Items from a data source =>
#####

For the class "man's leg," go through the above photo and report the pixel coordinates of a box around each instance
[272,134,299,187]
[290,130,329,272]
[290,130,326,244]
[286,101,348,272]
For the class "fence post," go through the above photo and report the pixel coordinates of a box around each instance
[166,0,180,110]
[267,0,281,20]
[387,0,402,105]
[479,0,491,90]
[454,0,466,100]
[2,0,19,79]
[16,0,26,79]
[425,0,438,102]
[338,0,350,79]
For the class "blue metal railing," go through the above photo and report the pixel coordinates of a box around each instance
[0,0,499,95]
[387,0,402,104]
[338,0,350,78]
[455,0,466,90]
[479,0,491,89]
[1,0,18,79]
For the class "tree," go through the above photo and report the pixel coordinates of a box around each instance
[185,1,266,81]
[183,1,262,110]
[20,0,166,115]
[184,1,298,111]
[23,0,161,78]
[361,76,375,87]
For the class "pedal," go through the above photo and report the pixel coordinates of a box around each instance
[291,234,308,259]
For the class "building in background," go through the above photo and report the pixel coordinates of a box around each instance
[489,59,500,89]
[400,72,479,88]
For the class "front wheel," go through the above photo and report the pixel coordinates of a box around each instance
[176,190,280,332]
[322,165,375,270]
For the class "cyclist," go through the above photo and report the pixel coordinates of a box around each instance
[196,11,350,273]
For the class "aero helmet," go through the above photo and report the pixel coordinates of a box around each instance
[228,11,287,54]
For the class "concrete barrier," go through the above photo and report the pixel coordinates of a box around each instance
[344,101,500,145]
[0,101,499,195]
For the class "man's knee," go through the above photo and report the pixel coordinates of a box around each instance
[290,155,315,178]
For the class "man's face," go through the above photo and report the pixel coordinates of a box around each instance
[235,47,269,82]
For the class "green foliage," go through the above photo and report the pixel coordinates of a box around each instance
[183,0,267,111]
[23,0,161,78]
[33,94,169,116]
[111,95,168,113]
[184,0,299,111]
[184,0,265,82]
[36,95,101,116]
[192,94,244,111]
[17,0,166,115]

#####

WORK TO BE COMPLETED => Copy down the complete data exactly as supplied.

RESPONSE AREA =>
For the class "man's leg," go through the above photo and report the pixel coordinates of a box around each instance
[272,134,299,187]
[290,130,329,272]
[290,130,326,244]
[286,101,348,272]
For the class "fence post," go through the above photo and report the pixel coordinates of a box around each instance
[166,0,180,110]
[267,0,281,20]
[387,0,402,105]
[479,0,491,90]
[454,0,466,100]
[2,0,19,79]
[16,0,26,79]
[425,0,438,102]
[338,0,350,79]
For the class "blue metal railing," go through the above photo and report the pixel coordinates of a box around each instance
[0,0,499,95]
[387,0,402,104]
[338,0,350,78]
[455,0,466,90]
[479,0,491,89]
[1,0,18,79]
For the class "tree," go through the above photo and report the pixel coordinates of a box around each instance
[185,1,266,81]
[183,1,262,110]
[20,0,166,115]
[184,1,298,111]
[23,0,161,78]
[361,76,375,87]
For the class "pedal," go through the above photo and report the pixel coordinates of a box around each instance
[291,234,308,259]
For the class "building in background," go through the above photo and report the pixel coordinates of a box around each instance
[489,59,500,89]
[400,72,479,88]
For the class "front wheel," go through the above photo and report the pixel coordinates of a box around each instance
[176,190,280,332]
[322,165,375,270]
For the class "cyclist," go through the above photo and report the pixel coordinates of a box around each instance
[196,11,350,273]
For the class "aero helmet," go through the above photo and report the pixel coordinates of a box around each instance
[228,11,287,54]
For the class "concrete barrier," go through the above photo and report the pixel coordinates of a box around each instance
[344,101,500,145]
[0,101,499,195]
For the class "man's knee," go through the above photo and report the pixel coordinates of a box around each instance
[290,155,315,178]
For the class "man's face," go through the above photo and report the pixel coordinates of a box around each instance
[235,47,269,82]
For the class "green foliage," go through the above photo and report the pixel coordinates of a box around each instance
[183,0,267,111]
[23,0,161,78]
[33,94,169,116]
[111,95,168,113]
[184,0,299,111]
[184,0,265,82]
[36,95,101,116]
[192,94,244,111]
[17,0,166,115]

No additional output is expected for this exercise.